▸ WORK INSTRUCTIONS: Write out exactly the lines running from the one that contains "the hockey socks" through the end of the material.

Records contained in a dataset
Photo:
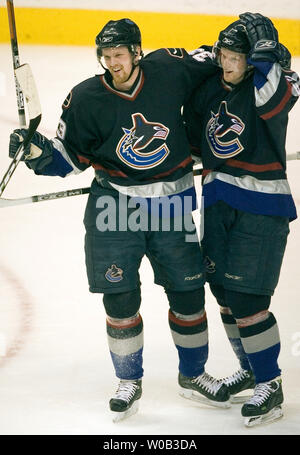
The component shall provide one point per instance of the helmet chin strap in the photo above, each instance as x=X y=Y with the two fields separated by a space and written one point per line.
x=134 y=66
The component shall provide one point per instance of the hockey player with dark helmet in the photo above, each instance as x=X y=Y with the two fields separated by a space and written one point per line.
x=234 y=38
x=237 y=122
x=117 y=33
x=127 y=124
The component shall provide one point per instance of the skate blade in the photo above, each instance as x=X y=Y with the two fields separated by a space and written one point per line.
x=119 y=416
x=238 y=399
x=275 y=414
x=195 y=396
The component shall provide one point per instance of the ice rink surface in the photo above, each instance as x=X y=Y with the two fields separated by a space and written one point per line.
x=56 y=375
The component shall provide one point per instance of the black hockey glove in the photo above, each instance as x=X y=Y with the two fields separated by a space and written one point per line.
x=285 y=57
x=262 y=36
x=38 y=153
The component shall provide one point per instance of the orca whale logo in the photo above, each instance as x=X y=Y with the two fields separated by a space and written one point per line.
x=134 y=148
x=221 y=126
x=114 y=274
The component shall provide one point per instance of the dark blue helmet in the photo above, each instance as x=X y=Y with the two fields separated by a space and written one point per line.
x=234 y=37
x=123 y=32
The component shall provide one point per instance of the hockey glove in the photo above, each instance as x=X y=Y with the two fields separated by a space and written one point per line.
x=285 y=57
x=262 y=36
x=38 y=153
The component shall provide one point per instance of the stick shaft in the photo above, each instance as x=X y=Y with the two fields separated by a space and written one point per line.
x=16 y=60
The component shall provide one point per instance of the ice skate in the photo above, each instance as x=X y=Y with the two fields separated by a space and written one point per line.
x=238 y=382
x=205 y=389
x=265 y=405
x=125 y=403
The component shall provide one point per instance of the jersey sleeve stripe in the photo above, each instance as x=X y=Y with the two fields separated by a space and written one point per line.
x=281 y=105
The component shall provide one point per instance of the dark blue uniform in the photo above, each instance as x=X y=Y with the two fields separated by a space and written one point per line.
x=240 y=131
x=141 y=200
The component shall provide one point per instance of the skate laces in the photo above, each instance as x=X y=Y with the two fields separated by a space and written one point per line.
x=261 y=393
x=208 y=383
x=126 y=390
x=235 y=378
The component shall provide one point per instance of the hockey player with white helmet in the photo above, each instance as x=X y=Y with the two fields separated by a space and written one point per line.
x=238 y=120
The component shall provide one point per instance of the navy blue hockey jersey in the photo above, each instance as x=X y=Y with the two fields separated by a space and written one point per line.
x=135 y=141
x=240 y=133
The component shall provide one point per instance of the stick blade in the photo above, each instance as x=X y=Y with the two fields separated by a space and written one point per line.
x=26 y=81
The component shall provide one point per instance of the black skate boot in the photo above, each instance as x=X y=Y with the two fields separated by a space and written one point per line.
x=125 y=403
x=206 y=389
x=264 y=406
x=238 y=382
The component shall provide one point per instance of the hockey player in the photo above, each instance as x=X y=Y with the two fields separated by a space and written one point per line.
x=237 y=121
x=127 y=125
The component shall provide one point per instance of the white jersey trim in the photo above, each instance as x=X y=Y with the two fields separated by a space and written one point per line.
x=248 y=182
x=157 y=189
x=264 y=94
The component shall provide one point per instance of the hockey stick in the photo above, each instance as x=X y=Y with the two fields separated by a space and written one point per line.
x=79 y=191
x=43 y=197
x=24 y=86
x=26 y=81
x=16 y=60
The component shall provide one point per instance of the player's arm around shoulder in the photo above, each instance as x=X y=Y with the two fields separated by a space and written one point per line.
x=198 y=64
x=276 y=86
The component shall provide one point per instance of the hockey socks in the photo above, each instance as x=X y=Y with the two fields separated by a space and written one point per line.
x=125 y=340
x=234 y=338
x=261 y=342
x=190 y=335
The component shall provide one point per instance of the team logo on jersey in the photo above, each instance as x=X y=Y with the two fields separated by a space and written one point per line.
x=114 y=274
x=221 y=133
x=67 y=101
x=210 y=265
x=175 y=51
x=137 y=147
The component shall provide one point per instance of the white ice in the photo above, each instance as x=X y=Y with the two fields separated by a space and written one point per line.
x=56 y=375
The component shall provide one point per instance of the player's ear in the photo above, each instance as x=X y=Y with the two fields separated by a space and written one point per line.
x=137 y=53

▸ EXERCISE ANSWER:
The component shall provide one point per instance of the hockey socks in the photo above, each instance as x=X y=Y with the two fields separated by a space and written one point per line.
x=125 y=340
x=234 y=338
x=261 y=342
x=190 y=335
The component shall provide one point per instance of the team logo on jersey in the photo above, each instance as x=X y=Y with the two fields separated by a space and written one point per line.
x=114 y=274
x=221 y=133
x=67 y=101
x=210 y=265
x=175 y=51
x=137 y=147
The component shall provide one point per instance of the white ice in the photo above, each instance as x=X y=Y with the two fields separated by a space and written one point per line.
x=56 y=375
The component shall provide one point per instance of the player's ear in the photo above, each instance as x=X y=Y with the two fields separated by a space and written one point per line.
x=137 y=53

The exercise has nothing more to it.